Act 626 of 2021 banned health care professionals from providing or referring transgender youth for medical care.
The ACLU of Arkansas filed suit against the state, and a federal judge in the Eastern District of Arkansas granted a preliminary injunction last July.
Now, the state is appealing the decision, saying gender-affirming care is experimental and potentially harmful to youth.
Sarah Everett, policy director for the ACLU of Arkansas, said the clients they represent in the case believe this kind of care has been lifesaving.
"Gender dysphoria is a difficult problem to live with as a young person, especially when you add the kind of bullying and discrimination they face on top of that," Everett observed. "Gender-affirming care helps to bring their physical appearance into alignment with their gender identity."
The Arkansas Legislature overrode a veto of the act last year by Gov. Asa Hutchinson. The act would also permit private insurers to refuse to cover gender-affirming care for transgender people of any age.
________________________
▶ **Problems and tasks**
• A. In the passage on Arkansas's Act 626, in which federal district did a judge grant the preliminary injunction?
• B. Continue the passage on Arkansas's Act 626, starting after its final sentence.
________________________
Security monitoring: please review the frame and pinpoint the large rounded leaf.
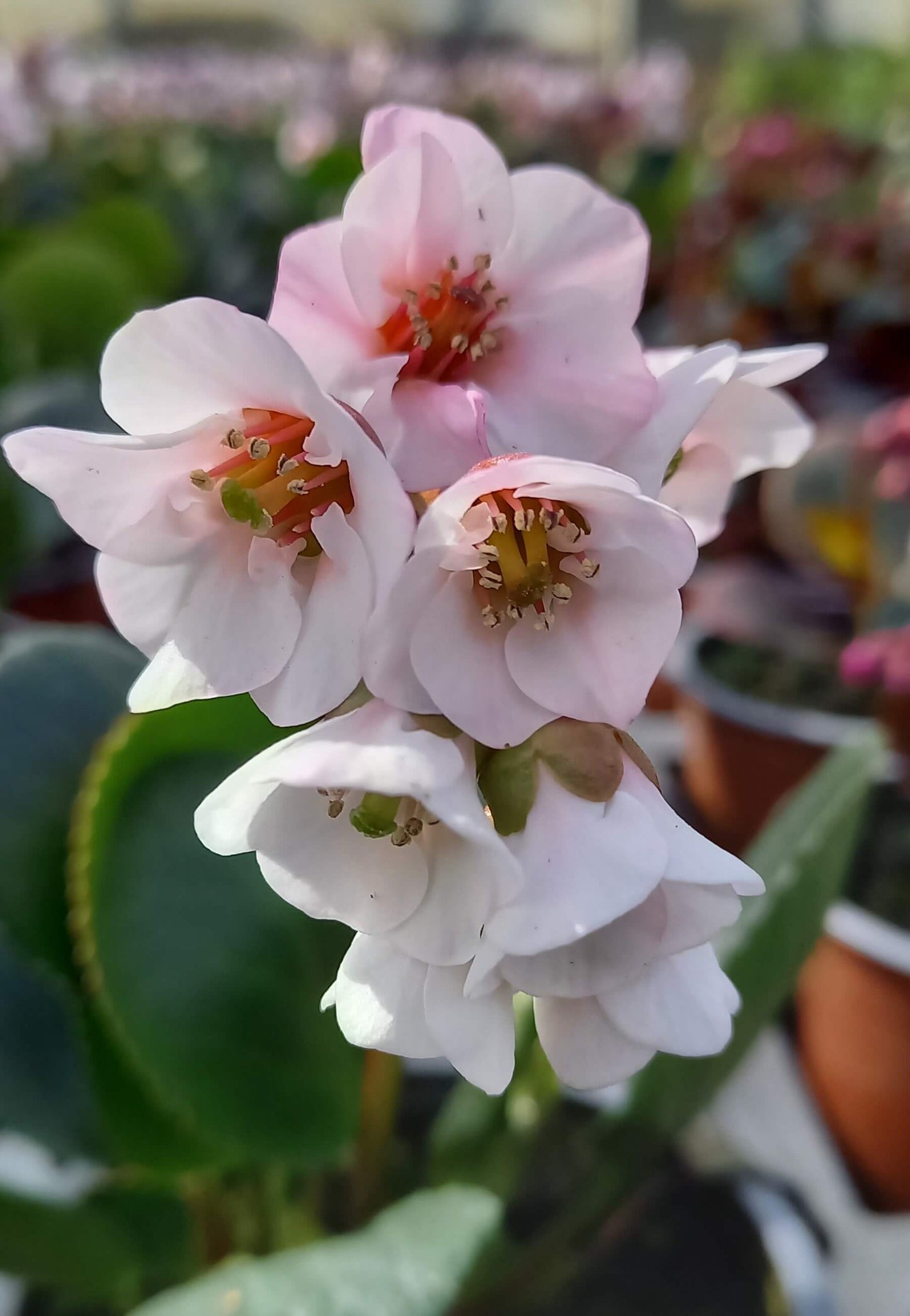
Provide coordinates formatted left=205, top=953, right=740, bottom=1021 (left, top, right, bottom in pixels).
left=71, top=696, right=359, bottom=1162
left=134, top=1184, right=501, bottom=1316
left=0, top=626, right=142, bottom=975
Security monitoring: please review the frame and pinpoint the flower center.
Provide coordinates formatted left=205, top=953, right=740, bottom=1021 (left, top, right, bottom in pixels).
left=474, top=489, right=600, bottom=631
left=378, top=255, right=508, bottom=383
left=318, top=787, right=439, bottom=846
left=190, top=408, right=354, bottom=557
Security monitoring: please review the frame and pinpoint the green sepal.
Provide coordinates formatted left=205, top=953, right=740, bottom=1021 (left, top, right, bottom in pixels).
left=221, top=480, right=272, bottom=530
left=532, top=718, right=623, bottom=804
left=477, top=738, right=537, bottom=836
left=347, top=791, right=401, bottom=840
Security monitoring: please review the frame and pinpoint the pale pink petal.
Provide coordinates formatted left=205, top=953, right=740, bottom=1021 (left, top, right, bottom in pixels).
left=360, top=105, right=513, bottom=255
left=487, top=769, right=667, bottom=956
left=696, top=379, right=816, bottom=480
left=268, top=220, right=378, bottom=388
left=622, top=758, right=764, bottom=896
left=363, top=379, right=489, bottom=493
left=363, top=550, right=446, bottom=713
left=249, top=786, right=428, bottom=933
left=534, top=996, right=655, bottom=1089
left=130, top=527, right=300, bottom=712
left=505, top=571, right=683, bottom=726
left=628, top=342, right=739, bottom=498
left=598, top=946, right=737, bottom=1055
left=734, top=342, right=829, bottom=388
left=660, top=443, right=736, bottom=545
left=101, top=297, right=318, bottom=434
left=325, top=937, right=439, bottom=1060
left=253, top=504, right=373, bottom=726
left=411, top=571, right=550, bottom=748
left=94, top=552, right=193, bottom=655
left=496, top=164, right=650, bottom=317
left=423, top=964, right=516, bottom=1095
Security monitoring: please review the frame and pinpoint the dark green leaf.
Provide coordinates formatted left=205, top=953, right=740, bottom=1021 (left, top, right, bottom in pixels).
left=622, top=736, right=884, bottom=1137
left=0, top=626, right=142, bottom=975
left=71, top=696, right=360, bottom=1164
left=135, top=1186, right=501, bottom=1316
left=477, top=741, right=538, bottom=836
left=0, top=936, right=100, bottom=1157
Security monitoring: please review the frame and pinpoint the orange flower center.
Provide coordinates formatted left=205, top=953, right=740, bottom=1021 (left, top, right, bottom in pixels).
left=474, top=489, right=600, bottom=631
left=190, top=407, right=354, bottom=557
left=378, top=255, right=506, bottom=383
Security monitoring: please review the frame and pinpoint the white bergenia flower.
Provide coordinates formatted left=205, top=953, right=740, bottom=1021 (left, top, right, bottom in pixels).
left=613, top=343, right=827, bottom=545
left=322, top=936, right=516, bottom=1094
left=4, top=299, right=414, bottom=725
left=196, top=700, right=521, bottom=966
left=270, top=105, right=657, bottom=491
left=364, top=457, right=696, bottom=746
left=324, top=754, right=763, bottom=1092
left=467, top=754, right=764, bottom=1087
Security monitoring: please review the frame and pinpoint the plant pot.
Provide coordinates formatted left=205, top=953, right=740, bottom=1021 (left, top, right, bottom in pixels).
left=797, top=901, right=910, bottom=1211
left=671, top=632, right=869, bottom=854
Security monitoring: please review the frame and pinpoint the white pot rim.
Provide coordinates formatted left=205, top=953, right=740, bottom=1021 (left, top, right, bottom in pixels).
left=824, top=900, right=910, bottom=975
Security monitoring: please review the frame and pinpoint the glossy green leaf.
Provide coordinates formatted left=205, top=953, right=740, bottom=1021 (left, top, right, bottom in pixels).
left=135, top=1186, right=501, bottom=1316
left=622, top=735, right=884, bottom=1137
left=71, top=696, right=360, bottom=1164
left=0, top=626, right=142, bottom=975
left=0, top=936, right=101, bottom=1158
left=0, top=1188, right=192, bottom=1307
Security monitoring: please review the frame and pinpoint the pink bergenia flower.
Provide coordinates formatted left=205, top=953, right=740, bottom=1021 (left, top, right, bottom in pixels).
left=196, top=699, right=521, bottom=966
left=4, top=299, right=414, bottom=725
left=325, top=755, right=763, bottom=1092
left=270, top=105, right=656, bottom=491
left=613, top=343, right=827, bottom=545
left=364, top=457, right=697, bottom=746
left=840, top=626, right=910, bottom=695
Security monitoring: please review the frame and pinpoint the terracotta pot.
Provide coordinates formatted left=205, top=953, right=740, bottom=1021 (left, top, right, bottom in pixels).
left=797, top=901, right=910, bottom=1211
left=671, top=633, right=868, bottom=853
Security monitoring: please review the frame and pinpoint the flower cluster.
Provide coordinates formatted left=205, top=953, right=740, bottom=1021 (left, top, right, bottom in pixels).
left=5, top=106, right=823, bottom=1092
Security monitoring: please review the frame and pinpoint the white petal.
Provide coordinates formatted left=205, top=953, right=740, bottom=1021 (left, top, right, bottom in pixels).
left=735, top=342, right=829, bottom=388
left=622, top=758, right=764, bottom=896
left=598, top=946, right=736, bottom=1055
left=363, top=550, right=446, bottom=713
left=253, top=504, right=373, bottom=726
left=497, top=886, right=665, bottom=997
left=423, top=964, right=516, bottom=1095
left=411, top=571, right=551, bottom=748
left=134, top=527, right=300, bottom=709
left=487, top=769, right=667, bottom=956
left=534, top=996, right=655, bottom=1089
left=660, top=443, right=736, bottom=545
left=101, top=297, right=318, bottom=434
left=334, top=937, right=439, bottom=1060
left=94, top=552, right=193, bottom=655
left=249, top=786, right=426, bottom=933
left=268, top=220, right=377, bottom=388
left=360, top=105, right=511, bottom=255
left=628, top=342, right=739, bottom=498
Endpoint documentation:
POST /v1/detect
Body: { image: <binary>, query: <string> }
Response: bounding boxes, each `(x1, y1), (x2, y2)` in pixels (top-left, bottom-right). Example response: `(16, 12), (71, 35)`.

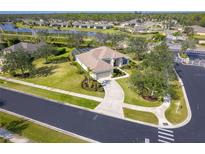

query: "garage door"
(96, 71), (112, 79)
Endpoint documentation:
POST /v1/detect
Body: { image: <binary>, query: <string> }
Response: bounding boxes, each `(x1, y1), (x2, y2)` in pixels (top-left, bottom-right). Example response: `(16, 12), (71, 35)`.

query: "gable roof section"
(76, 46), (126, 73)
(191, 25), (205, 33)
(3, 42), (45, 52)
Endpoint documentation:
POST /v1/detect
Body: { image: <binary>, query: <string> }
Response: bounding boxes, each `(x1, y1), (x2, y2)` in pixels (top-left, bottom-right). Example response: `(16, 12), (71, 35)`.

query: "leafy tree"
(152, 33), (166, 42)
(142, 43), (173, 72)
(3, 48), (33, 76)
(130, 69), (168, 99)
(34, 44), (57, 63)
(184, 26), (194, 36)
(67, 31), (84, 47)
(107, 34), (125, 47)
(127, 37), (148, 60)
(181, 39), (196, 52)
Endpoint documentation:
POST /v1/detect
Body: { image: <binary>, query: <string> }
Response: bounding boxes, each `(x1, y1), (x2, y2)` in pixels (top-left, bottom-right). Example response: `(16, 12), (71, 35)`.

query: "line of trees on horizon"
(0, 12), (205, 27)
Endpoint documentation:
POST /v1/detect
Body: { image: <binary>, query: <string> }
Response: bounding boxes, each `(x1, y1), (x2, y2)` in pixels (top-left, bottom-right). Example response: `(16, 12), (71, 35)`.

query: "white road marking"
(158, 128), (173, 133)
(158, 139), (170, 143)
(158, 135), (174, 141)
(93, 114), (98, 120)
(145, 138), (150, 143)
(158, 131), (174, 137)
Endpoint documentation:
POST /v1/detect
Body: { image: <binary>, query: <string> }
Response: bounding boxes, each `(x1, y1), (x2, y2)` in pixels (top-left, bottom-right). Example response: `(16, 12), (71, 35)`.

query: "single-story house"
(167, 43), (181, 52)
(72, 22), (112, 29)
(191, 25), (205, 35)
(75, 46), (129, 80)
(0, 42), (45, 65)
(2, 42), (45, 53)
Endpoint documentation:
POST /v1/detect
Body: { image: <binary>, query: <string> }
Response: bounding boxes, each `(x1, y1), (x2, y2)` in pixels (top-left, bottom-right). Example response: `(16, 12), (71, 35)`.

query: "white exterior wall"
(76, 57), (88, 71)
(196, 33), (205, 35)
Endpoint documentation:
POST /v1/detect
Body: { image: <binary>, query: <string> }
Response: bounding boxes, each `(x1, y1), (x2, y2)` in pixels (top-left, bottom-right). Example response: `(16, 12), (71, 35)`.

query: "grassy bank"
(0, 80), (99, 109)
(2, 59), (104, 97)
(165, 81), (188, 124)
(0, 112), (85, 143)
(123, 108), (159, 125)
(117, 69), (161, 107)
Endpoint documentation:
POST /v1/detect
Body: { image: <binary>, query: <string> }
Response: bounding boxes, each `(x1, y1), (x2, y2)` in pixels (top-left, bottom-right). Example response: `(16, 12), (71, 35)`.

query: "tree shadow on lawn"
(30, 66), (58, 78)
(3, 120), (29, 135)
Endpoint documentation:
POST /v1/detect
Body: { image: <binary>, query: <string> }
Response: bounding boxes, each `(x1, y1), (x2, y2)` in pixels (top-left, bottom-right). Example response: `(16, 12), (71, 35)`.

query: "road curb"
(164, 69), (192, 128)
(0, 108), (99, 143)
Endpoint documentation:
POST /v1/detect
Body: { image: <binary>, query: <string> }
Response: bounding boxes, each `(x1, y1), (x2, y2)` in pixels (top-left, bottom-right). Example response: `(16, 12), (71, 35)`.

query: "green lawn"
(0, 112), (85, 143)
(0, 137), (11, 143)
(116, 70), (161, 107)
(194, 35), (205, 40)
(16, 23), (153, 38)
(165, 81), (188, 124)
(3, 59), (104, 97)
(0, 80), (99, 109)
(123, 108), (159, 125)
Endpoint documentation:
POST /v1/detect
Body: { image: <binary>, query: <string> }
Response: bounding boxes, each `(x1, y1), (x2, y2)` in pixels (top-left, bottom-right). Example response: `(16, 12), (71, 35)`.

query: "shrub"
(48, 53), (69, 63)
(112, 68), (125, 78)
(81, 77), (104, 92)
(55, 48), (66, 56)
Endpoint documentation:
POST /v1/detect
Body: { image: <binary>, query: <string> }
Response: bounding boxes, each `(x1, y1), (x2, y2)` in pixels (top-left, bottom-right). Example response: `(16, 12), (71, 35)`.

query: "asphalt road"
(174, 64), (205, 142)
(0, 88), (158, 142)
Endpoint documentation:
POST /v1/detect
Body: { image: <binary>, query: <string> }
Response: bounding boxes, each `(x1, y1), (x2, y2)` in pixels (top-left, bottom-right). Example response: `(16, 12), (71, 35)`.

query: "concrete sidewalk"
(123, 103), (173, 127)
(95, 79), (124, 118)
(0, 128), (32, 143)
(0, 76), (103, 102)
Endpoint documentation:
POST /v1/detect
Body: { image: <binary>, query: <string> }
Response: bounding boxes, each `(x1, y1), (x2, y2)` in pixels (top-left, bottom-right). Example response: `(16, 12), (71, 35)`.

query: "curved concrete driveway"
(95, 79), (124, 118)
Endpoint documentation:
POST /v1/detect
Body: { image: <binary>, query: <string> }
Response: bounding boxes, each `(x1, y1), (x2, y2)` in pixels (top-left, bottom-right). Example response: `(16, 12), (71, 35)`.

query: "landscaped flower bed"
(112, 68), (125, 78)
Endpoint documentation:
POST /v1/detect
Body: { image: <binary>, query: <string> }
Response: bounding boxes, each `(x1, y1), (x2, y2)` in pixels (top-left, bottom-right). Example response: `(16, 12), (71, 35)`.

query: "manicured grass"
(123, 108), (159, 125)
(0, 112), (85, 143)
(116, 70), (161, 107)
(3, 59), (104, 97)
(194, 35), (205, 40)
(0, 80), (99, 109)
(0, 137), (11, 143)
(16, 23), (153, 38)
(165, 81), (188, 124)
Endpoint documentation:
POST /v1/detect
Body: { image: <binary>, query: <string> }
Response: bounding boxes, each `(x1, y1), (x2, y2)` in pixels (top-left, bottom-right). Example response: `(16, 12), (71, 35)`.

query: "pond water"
________________________
▶ **Per-task answers**
• A. The Eastern District of Arkansas.

• B.
Arkansas was the first state to pass a ban on gender-affirming health care for transgender youth. Since then, an Alabama law has gone into effect and lawmakers in other states have introduced similar legislation. Everett sees the case as a possible litmus test for health care access for transgender youth on a national level.
"We hope that our District Court decision would deter other states from doing the same," Everett stressed. "And we hope that a good decision from the Eighth Circuit will cement the fact that kids have a right to receive this care, not to be discriminated against simply because they're transgender."
U.S. District Court Judge James M. Moody, Jr., who temporarily blocked Act 626 from going into effect, is scheduled to hear the case, Brandt v. Rutledge, this October.